作業指示: 資料の冒頭から「xmin=0 ymin=283 xmax=22 ymax=428」を含む行までを、両端の行も含め、一字一句違えずに再現してください。画像は解答に含めないでください。

資料一覧:
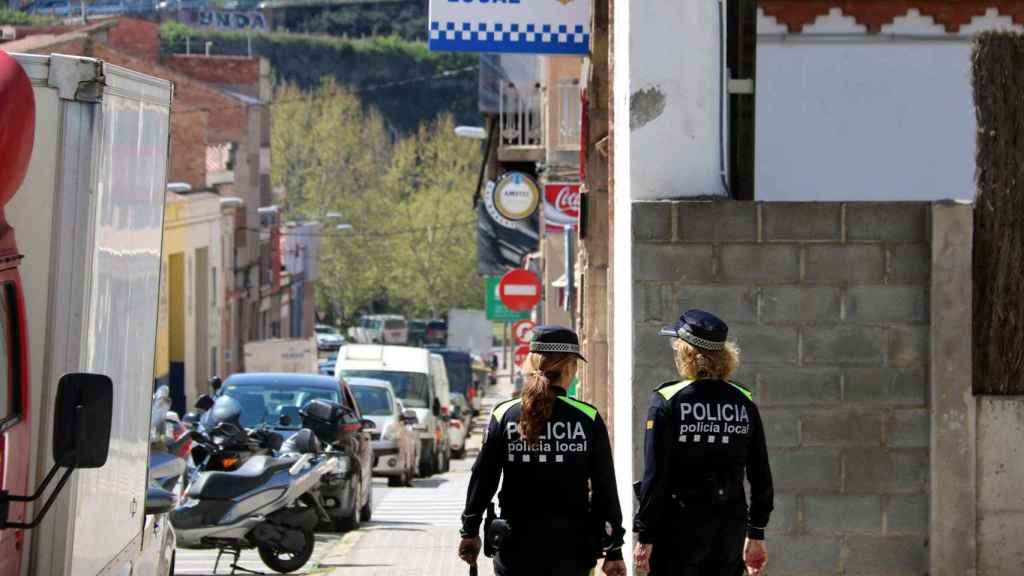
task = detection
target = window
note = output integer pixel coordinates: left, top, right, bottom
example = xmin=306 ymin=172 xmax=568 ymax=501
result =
xmin=341 ymin=370 xmax=431 ymax=408
xmin=352 ymin=384 xmax=394 ymax=416
xmin=0 ymin=283 xmax=22 ymax=428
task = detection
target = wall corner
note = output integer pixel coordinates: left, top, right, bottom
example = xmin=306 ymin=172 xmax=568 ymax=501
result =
xmin=929 ymin=202 xmax=978 ymax=575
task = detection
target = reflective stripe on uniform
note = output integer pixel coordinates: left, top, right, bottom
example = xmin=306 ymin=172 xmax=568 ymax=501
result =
xmin=726 ymin=380 xmax=754 ymax=402
xmin=657 ymin=380 xmax=693 ymax=400
xmin=558 ymin=396 xmax=597 ymax=420
xmin=490 ymin=398 xmax=522 ymax=422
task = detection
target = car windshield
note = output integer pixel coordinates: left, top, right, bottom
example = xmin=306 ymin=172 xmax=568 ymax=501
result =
xmin=443 ymin=355 xmax=473 ymax=394
xmin=352 ymin=384 xmax=394 ymax=416
xmin=341 ymin=370 xmax=430 ymax=408
xmin=221 ymin=380 xmax=340 ymax=429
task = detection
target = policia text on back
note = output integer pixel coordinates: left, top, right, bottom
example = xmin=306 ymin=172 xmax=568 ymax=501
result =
xmin=633 ymin=310 xmax=773 ymax=576
xmin=459 ymin=326 xmax=626 ymax=576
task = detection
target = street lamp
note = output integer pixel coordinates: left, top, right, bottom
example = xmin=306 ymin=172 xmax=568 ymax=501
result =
xmin=455 ymin=126 xmax=487 ymax=140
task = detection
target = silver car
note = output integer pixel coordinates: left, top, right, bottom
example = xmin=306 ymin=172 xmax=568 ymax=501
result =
xmin=347 ymin=377 xmax=420 ymax=486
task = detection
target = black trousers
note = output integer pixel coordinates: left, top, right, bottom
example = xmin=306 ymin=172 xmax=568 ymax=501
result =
xmin=648 ymin=513 xmax=746 ymax=576
xmin=495 ymin=532 xmax=596 ymax=576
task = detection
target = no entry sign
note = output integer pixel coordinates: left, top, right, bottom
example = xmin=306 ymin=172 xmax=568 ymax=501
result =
xmin=512 ymin=344 xmax=529 ymax=368
xmin=512 ymin=320 xmax=537 ymax=344
xmin=498 ymin=269 xmax=541 ymax=312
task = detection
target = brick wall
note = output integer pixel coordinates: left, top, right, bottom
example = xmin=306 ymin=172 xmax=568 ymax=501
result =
xmin=106 ymin=18 xmax=160 ymax=63
xmin=633 ymin=202 xmax=931 ymax=576
xmin=163 ymin=54 xmax=259 ymax=86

解答全文:
task = detection
target = window
note = output integer pixel coordinates: left, top, right, bottom
example = xmin=306 ymin=172 xmax=568 ymax=501
result =
xmin=341 ymin=370 xmax=431 ymax=408
xmin=352 ymin=384 xmax=394 ymax=416
xmin=0 ymin=283 xmax=22 ymax=428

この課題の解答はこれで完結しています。